───── Text ─────

What I really like about V. and the performance of her is that you see she’s treating this as a job. [When] you see her in the first two episodes, she’s working for Donald. What ends up happening to her in the end, where she’s characterized as a grifter and thief, well the audience has seen proof that she wasn’t that. As nontraditional as it was, it was a job. Having an actress of Cleo’s caliber play this role [of V.] is part of the reason why it’s so dynamic, because she’s so smart and deeply insightful about what V.’s origins would mean for every scene. Even through the process of doing ADR, she would just come in with thoughts on tweaking little lines of dialogue based on things she felt V. would say or not say in the given scene, and for me that’s an invaluable point of view. She’s really a phenomenal actress and you see the way she changes over the course of six short episodes.
How important was recreating those Barbara Walters’ iconic interviews?
We had heard about that interaction between Donald and V.’s lawyer Mac Nehoray and V. in the green room before the interview. What V. says in that interview has become an iconic meme. It goes around the internet like once a year —”I’m Mr. Sterling’s right hand arm.” When I found out about this very stressful encounter that happened right before the interview, I thought this is such illuminating context, because she’s completely spun around by this encounter and it leaves her in a place where she feels unable to be free in what she says about Donald. I think that you can really feel in her performance a fear of saying the wrong thing and, consequently, she becomes a little incoherent.
I ran into [Carolyn Mignini, who plays Walters] on the street, and I didn’t recognize her. She’s a brunette, she looks nothing like Barbara Walters. But she came into hair and makeup and she just brought the whole ambiance of Barbara Walters into the room. She really helped create the reality of those interviews. And I think part of the function of those interviews, if you look at them side by side in the episode, is Barbara Walters and Shelly are kind of in the same life stage. They kind of look alike; they’re both wearing these kind of funky leather jackets. There’s an immediate understanding of what Barbara Walters is offering Shelly, and then there’s a complete lack of comprehension when she’s sitting across from V. And those two interviews really ended up shaping the results of how people felt about those two characters in the court of public opinion.
At the end of Clipped, the Sterlings don’t have a team, but they’re actually richer than they’ve ever been. Is that really justice?
I think that’s the wild thing about it. You look at what Shelly worked out in her deal with the tickets and the VIP parking and the free food and drinks and the championship rings. Her name is still on the floor and codified in her deal that she’s the number one fan. Donald can’t go to the games, so that’s the loss. They’re still together, so it feels like the ban was cosmetic.
All six episodes of FX’s Clipped are streaming on Hulu.

───── Recorded information ─────

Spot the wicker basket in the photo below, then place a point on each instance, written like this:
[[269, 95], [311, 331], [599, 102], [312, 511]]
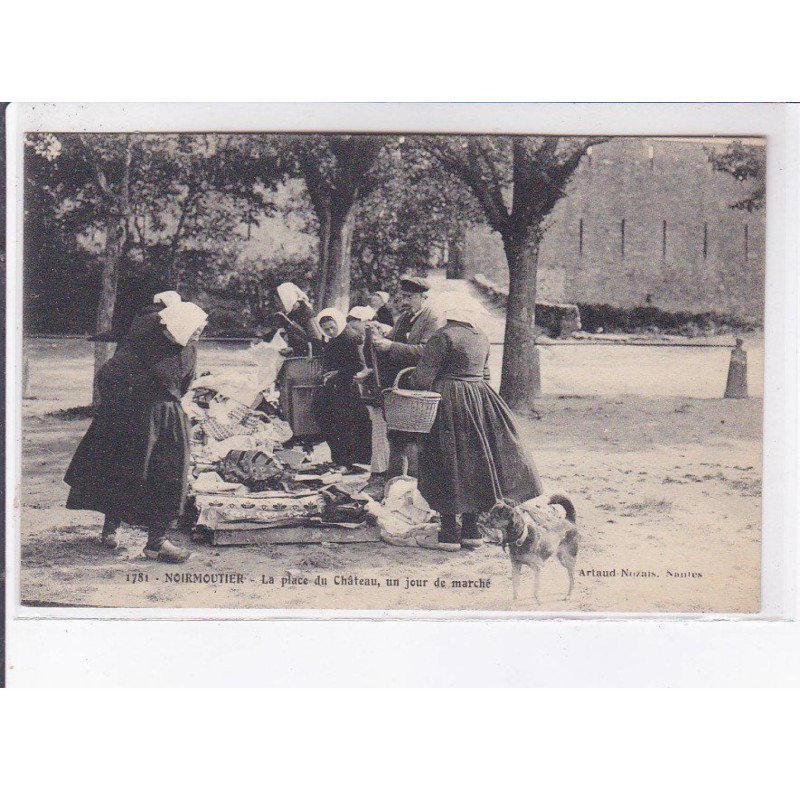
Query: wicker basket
[[407, 410]]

─────

§ **Work request**:
Answer each question from the interview about Clipped.
(a) Which actress plays Barbara Walters?
(b) What is the name of V.'s lawyer?
(c) Where are the episodes of Clipped streaming?
The data is separate material and has no connection to the interview about Clipped.

§ **Expected answer**:
(a) Carolyn Mignini
(b) Mac Nehoray
(c) Hulu